[Dataset entries]
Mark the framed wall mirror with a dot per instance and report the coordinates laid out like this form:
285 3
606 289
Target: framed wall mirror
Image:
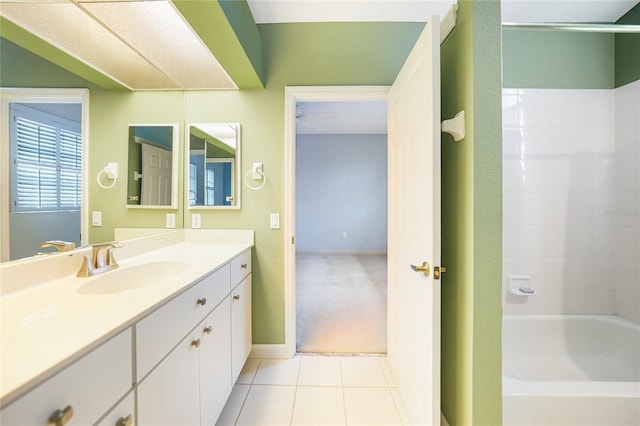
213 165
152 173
...
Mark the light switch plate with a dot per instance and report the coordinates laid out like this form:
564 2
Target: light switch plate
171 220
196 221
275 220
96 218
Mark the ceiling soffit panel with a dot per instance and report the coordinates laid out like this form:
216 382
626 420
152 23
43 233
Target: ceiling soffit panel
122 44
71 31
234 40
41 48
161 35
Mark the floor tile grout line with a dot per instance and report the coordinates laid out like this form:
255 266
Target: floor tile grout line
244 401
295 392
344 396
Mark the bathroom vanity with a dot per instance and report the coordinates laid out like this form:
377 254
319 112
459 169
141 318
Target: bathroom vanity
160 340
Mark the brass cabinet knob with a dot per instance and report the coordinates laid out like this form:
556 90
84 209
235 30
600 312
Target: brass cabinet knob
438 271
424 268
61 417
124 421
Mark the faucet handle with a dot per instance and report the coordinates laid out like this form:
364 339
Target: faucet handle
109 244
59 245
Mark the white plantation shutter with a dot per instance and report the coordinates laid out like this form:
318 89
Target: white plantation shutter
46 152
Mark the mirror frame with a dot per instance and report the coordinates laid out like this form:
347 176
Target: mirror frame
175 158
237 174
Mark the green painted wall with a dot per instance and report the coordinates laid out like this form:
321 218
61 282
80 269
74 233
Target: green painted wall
--
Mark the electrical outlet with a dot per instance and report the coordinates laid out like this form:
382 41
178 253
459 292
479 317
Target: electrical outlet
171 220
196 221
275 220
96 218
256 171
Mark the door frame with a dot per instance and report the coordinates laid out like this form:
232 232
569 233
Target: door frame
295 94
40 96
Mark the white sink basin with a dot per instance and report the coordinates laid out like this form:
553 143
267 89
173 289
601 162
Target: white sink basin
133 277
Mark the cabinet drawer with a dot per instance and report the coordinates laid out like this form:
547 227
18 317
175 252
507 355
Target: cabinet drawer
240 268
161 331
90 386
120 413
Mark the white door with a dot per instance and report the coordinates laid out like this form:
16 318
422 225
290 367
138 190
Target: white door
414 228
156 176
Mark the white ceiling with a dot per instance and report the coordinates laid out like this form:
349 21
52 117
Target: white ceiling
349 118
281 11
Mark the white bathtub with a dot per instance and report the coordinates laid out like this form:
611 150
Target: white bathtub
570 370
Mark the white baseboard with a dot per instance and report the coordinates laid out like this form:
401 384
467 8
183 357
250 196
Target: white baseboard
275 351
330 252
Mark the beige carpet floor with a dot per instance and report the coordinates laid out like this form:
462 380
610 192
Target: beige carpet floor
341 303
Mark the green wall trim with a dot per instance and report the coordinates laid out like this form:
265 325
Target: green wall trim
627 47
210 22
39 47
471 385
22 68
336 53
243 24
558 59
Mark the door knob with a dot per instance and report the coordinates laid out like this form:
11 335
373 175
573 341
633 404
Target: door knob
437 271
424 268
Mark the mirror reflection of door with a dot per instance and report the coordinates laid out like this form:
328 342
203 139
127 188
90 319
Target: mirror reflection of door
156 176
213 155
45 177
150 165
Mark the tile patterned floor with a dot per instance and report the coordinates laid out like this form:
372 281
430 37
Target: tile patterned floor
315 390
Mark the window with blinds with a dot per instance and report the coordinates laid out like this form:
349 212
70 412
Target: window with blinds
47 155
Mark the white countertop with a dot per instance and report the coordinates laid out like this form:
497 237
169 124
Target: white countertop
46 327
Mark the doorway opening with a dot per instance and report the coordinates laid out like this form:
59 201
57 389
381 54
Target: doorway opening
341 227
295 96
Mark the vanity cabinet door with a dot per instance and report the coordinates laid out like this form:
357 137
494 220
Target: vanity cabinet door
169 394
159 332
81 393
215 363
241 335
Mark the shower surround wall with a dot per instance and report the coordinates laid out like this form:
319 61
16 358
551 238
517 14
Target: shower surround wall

> [BRIEF] All that is wanted is a faithful reproduction of the line above with "Mark the window", the line with "Target: shower surround wall", and every line in between.

> [ANSWER SPACE]
Mark the window with blinds with a dot per instance and report the coordinates laid out like this form:
349 212
70 412
Target: window with blinds
47 155
Mark the white countertop with a dot per instance and report the coordinates laid out like this form:
497 237
169 124
Target: white countertop
46 327
Mark the doorway opening with a dot per instance and report the coordinates laid out like this form:
59 201
57 389
381 54
Target: doorway opening
341 227
295 96
Mark the vanity cabinet door with a dot per instance and report the coordinates laid out like this form:
357 137
494 220
Target: vanity cabinet door
169 394
159 332
81 393
215 363
241 335
Mark the shower surround wall with a dot per instance and report the coordinates laid out like this form:
319 61
16 358
551 238
517 14
Target: shower surround wall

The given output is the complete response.